• _Text excerpt_
━━━━

Protecting the soaring birds in Egypt

Mahmoud Bakr , Tuesday 30 May 2023

Al-Ahram Weekly reports on efforts to protect Egypt’s migratory birds through the Migratory Soaring Birds Project and other activities.

Bird watching at Ashtoum Al-Gamil Nature Reserve in Port Said
Bird watching at Ashtoum Al-Gamil Nature Reserve in Port Said


Many significant environmental events take place in May, as exemplified by the International Day of Migratory Birds on the second Saturday of the month and the International Day of Biological Diversity on the 22nd.

This year, the international community is celebrating the occasions by directing attention towards the pivotal significance of water for migratory birds. The events focus on the crucial measures needed to safeguard water resources and aquatic ecosystems.

As part of its Migratory Soaring Birds Project, the Ministry of Environment has orchestrated multiple festivities across several governorates, featuring natural reserves such as the Oxidation Lakes in South Sinai and the Ashtoum Al-Gamil Nature Reserve in Port Said.

The project aiming to protect migratory birds is funded by the Global Environment Facility and implemented in partnership with the Egyptian Environmental Affairs Agency, the UN Development Programme (UNDP), and Bird Life International and in collaboration with the Environment and Development Writers Society.

The inaugural festivities were initiated from the picturesque Oxidation Lakes located in Sharm El-Sheikh. This year’s celebrations were held in collaboration with the South Sinai reserves on the theme of “Water: Sustaining the Life of Birds”, emphasising the pivotal role played by water in preserving the well-being of avian species.

The Oxidation Lakes are a prime ecological attraction for tourists, thanks to their remarkable development and their serving as a testament to Egypt’s unwavering commitment to safeguarding migratory birds during their annual migration, said Yasmine Fouad, the minister of environment.

She said that Egypt’s geographical location endows it with exceptional significance for the birds, as it is the second most crucial path for migratory birds worldwide and serves as an aerial corridor that connects the three continents of Europe, Asia, and Africa.

During the inaugural event, Fouad reviewed prominent projects in the area including the renovation of the Oxidation Lakes, achieved through the enhancement of their water quality and coupled with the construction of seven additional lakes and a visitor observatory station specially designed to facilitate the observation of migratory birds.

Additional efforts have encompassed the development of the site’s infrastructure, such as the installation of identification boards, directional signs, and various visitor amenities, including recreational services and a pedestrian pathway, all aimed at providing an appealing and unique eco-tourism experience.

━━━━

• _Dataset records_
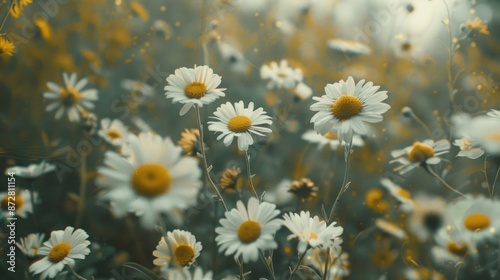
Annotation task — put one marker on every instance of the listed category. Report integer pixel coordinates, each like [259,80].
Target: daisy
[62,249]
[246,230]
[31,171]
[113,131]
[347,106]
[466,148]
[31,244]
[348,47]
[310,231]
[281,76]
[193,86]
[22,203]
[183,274]
[330,139]
[428,216]
[475,218]
[179,247]
[420,154]
[238,121]
[153,179]
[70,98]
[403,196]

━━━━

• _Aim of the task_
Do these statements agree with the article on protecting soaring birds in Egypt? Answer yes or no for each, and quote the words of the article that decide it.
1. The Migratory Soaring Birds Project is funded by the UN Development Programme.
2. The inaugural festivities started at the Oxidation Lakes in Sharm El-Sheikh.
3. The renovation of the Oxidation Lakes included building seven additional lakes.

• _Response area_
1. No: "funded by the Global Environment Facility"
2. Yes: "The inaugural festivities were initiated from the picturesque Oxidation Lakes located in Sharm El-Sheikh."
3. Yes: "coupled with the construction of seven additional lakes"